=== Raw records ===
#####
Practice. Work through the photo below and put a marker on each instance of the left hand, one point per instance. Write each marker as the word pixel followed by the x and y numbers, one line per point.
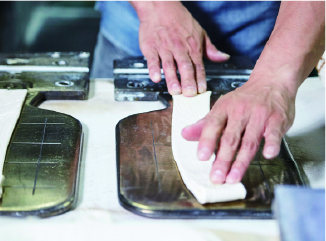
pixel 238 121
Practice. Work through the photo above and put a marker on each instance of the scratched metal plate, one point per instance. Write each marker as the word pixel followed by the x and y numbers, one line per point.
pixel 41 168
pixel 150 185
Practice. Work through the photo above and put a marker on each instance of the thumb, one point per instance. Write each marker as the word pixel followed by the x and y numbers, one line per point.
pixel 212 53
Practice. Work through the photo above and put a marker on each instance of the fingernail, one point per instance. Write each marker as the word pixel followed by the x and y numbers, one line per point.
pixel 204 154
pixel 269 152
pixel 224 54
pixel 201 88
pixel 156 77
pixel 176 90
pixel 217 177
pixel 190 91
pixel 233 177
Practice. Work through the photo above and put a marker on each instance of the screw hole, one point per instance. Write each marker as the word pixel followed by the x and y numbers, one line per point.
pixel 64 83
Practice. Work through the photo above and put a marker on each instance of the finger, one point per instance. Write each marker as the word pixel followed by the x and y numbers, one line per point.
pixel 187 73
pixel 214 124
pixel 153 65
pixel 170 73
pixel 212 53
pixel 196 55
pixel 228 146
pixel 249 146
pixel 273 136
pixel 193 132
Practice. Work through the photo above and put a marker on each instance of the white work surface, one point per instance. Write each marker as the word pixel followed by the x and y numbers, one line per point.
pixel 98 215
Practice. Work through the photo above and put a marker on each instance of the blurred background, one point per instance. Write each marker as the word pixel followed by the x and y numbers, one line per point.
pixel 32 26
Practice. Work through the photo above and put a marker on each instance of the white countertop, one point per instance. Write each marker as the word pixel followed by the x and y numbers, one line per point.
pixel 98 215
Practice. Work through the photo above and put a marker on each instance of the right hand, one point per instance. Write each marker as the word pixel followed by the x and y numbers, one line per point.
pixel 169 33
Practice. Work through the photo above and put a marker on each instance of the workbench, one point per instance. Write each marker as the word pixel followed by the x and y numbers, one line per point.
pixel 99 216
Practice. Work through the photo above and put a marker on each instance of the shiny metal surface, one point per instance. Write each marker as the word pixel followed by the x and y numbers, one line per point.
pixel 150 185
pixel 41 168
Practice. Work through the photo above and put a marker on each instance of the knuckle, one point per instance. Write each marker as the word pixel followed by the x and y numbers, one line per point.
pixel 230 140
pixel 241 164
pixel 200 67
pixel 240 109
pixel 213 122
pixel 276 133
pixel 186 65
pixel 249 145
pixel 262 110
pixel 169 65
pixel 178 44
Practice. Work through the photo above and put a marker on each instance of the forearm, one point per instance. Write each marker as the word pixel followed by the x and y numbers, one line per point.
pixel 295 45
pixel 144 9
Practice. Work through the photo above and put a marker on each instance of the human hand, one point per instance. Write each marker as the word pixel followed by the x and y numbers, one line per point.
pixel 238 121
pixel 169 33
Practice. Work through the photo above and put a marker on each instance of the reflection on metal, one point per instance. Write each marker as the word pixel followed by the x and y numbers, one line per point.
pixel 42 162
pixel 149 183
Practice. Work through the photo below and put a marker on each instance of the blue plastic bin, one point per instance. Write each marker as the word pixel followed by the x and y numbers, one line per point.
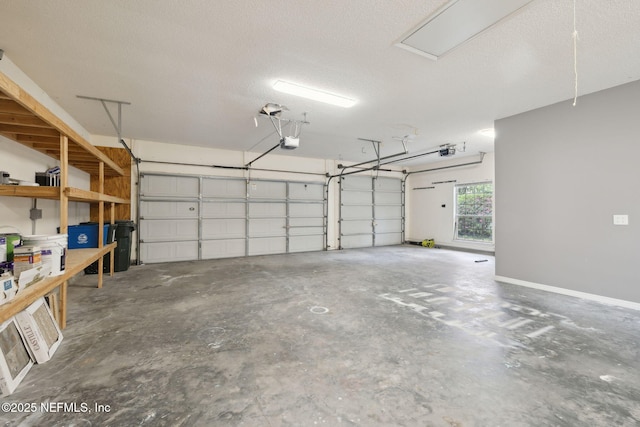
pixel 85 236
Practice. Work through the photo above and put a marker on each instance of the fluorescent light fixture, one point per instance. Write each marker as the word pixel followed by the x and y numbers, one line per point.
#####
=== Problem requirements ===
Rewrite the lines from the one containing "of the reflection" up to and including the one containing "pixel 149 183", putting "glare on metal" in place of "reflection on metal" and changing nothing else.

=== The completed task ===
Practice. Work through the photo above and put a marker on each instance of the glare on metal, one point per instance. Write each marker as the word pixel followed by the x and y numbers, one line per point.
pixel 42 162
pixel 149 183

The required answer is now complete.